■ **WRITTEN PROBLEM**
Copy out exactly the lines from the line containing "Could you point to the defender's outstretched" to the end of the listing.

■ **WORKING DATA**
"""

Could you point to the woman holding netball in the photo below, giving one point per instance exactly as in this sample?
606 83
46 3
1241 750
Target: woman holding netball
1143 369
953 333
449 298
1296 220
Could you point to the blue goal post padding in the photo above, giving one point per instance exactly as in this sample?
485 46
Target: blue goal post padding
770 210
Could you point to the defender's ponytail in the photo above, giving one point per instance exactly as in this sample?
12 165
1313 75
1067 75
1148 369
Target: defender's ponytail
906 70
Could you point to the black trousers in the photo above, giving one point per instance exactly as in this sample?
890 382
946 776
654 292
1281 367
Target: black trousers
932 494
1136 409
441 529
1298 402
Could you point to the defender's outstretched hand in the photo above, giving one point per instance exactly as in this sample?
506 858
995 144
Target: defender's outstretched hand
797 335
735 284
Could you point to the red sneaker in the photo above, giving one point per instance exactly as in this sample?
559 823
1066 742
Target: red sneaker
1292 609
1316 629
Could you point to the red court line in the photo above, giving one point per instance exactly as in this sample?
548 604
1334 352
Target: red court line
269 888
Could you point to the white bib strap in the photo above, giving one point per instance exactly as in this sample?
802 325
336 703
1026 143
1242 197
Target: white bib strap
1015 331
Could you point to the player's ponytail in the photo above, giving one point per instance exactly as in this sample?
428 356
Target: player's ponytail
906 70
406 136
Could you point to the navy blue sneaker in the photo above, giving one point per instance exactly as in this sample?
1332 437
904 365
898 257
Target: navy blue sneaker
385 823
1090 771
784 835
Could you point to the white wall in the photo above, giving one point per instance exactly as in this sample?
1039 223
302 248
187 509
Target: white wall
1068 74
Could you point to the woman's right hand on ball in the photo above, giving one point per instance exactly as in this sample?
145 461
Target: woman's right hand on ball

"""

■ **RESULT**
Could you point to the defender's outstretched hand in the photo above, giving one point per instance exactly as in this sample?
506 858
995 144
Target: defender's outstretched hand
797 335
735 284
Could you point to the red sneaker in the photo above, giving one point per instance exactly as in this sample?
559 823
1066 742
Target: red sneaker
1292 609
1316 629
Could you point to the red court line in the photo above, giving one point per instance exactly as in this sample?
548 604
1334 352
Target: red court line
269 888
Could you point to the white bib strap in the photo above, giving one point per instance exactly as in this sample?
802 325
336 703
1026 143
1242 197
Target: white bib strap
1015 331
Could you point to the player's ponytail in the photo above, giving one point per instance exactly as in this sample?
428 356
Target: player's ponytail
906 70
406 136
Could you point to the navy blue sneaker in the photo above, giving one point per instance exactly as in this sample?
1332 437
904 365
898 257
Target: navy blue sneaker
385 823
1090 771
784 835
Could you point to the white wall in the photo above, giving one point per instance exactly as in this sample?
1039 223
302 248
187 509
Target: white wall
1068 74
Could you point to the woman's right hand on ball in the photo above, giving one point per instance exactly as in this sample?
145 461
Target: woman's right hand on ball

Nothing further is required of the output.